### MATERIAL PROVIDED:
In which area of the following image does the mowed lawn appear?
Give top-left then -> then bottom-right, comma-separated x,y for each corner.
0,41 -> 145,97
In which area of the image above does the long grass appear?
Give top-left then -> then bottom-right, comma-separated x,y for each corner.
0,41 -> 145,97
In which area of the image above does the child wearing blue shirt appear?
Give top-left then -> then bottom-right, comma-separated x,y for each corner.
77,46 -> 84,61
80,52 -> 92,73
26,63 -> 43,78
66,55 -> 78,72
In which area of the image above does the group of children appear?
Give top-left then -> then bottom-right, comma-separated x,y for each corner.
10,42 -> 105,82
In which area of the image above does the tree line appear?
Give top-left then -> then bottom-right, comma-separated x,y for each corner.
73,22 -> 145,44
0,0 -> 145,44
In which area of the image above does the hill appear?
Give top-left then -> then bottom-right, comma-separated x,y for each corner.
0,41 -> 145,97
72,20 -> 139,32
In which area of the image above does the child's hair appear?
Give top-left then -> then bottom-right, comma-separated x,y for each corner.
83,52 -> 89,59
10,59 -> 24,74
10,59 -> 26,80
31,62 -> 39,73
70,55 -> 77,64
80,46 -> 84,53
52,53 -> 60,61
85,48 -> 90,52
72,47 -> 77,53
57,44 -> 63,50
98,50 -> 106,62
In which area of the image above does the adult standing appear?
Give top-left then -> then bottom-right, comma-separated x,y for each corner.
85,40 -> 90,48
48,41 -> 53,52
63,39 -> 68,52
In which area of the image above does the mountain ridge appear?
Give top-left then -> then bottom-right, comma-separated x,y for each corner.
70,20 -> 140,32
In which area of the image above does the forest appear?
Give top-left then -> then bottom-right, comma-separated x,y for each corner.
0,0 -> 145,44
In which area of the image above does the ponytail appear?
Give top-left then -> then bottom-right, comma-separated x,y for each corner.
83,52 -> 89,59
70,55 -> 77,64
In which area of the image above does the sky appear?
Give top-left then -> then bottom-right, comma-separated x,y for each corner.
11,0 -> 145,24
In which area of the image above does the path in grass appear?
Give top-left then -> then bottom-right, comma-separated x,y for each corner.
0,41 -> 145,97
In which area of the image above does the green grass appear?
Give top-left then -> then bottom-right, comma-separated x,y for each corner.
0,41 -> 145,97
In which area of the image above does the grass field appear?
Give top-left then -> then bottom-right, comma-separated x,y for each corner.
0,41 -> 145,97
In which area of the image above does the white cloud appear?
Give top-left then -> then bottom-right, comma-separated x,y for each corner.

### GIVEN REQUEST:
Put each line of the listing above into a Markdown table with the columns Row and Line, numbering the rows in order and leaving out blank lines.

### EXPECTED ANSWER:
| Row | Line |
|---|---|
| 1 | In which area of the following image does the mowed lawn appear? |
| 2 | Give top-left then -> then bottom-right, comma-separated x,y for each corner. |
| 3 | 0,41 -> 145,97 |
| 4 | In which area of the image above does the long grass appear? |
| 5 | Give top-left then -> then bottom-right, comma-separated x,y for each corner. |
| 6 | 0,41 -> 145,97 |
| 7 | In which area of the image above does the child wearing blue shirt appear? |
| 8 | Give top-left then -> then bottom-right, comma-separated x,y for each corner. |
| 9 | 77,46 -> 84,61 |
| 10 | 80,52 -> 92,73 |
| 11 | 26,63 -> 43,78 |
| 12 | 66,55 -> 78,72 |
| 13 | In which area of the image above does the group of children appear? |
| 14 | Give top-left then -> then bottom-right, comma-separated x,y for each corner. |
| 15 | 10,42 -> 105,82 |
| 16 | In which area of the image above does the tree line appear? |
| 17 | Give top-left then -> then bottom-right, comma-separated x,y for each corner. |
| 18 | 73,22 -> 145,44 |
| 19 | 0,0 -> 145,44 |
| 20 | In which area of the image above does the hill appear? |
| 21 | Give top-left then -> then bottom-right, comma-separated x,y for each corner. |
| 22 | 0,41 -> 145,97 |
| 23 | 72,20 -> 139,32 |
| 24 | In which area of the image above does the child's hair appear? |
| 25 | Give top-left then -> then bottom-right, comma-separated x,y for each corner. |
| 26 | 83,52 -> 89,59 |
| 27 | 10,59 -> 24,74 |
| 28 | 10,59 -> 26,80 |
| 29 | 31,62 -> 39,73 |
| 30 | 70,55 -> 77,64 |
| 31 | 80,46 -> 84,53 |
| 32 | 52,53 -> 60,61 |
| 33 | 85,48 -> 90,52 |
| 34 | 72,47 -> 77,53 |
| 35 | 57,44 -> 63,50 |
| 36 | 98,50 -> 106,62 |
| 37 | In which area of the image above does the adult standing appear? |
| 38 | Give top-left then -> then bottom-right, comma-separated x,y for each corner. |
| 39 | 85,40 -> 90,48 |
| 40 | 48,41 -> 53,52 |
| 41 | 63,39 -> 68,52 |
| 42 | In which area of the image above does the mountain ridge appear? |
| 43 | Give top-left then -> then bottom-right, comma-separated x,y for each corner. |
| 44 | 70,20 -> 140,32 |
| 45 | In which area of the image above does the forest appear? |
| 46 | Give top-left then -> then bottom-right, comma-separated x,y for each corner. |
| 47 | 0,0 -> 145,44 |
| 48 | In which area of the image above does the ponytail appear? |
| 49 | Give top-left then -> then bottom-right, comma-separated x,y for each corner. |
| 50 | 83,52 -> 89,59 |
| 51 | 70,55 -> 77,64 |
| 52 | In which area of the image above does the sky appear? |
| 53 | Give top-left then -> then bottom-right, comma-separated x,y for each corner. |
| 54 | 11,0 -> 145,24 |
| 55 | In which area of the image above does the path in grass appear? |
| 56 | Give top-left then -> then bottom-right, comma-separated x,y for each corner. |
| 57 | 0,41 -> 145,97 |
| 58 | In which area of the image above does the green grass appear? |
| 59 | Give top-left then -> then bottom-right, comma-separated x,y for each corner. |
| 60 | 0,41 -> 145,97 |
| 61 | In which area of the image above does the grass field appear? |
| 62 | Give top-left then -> then bottom-right, comma-separated x,y for each corner. |
| 63 | 0,41 -> 145,97 |
| 64 | In which area of the image above does the white cloud appear? |
| 65 | Give top-left then -> then bottom-right, comma-separated x,y for each corner. |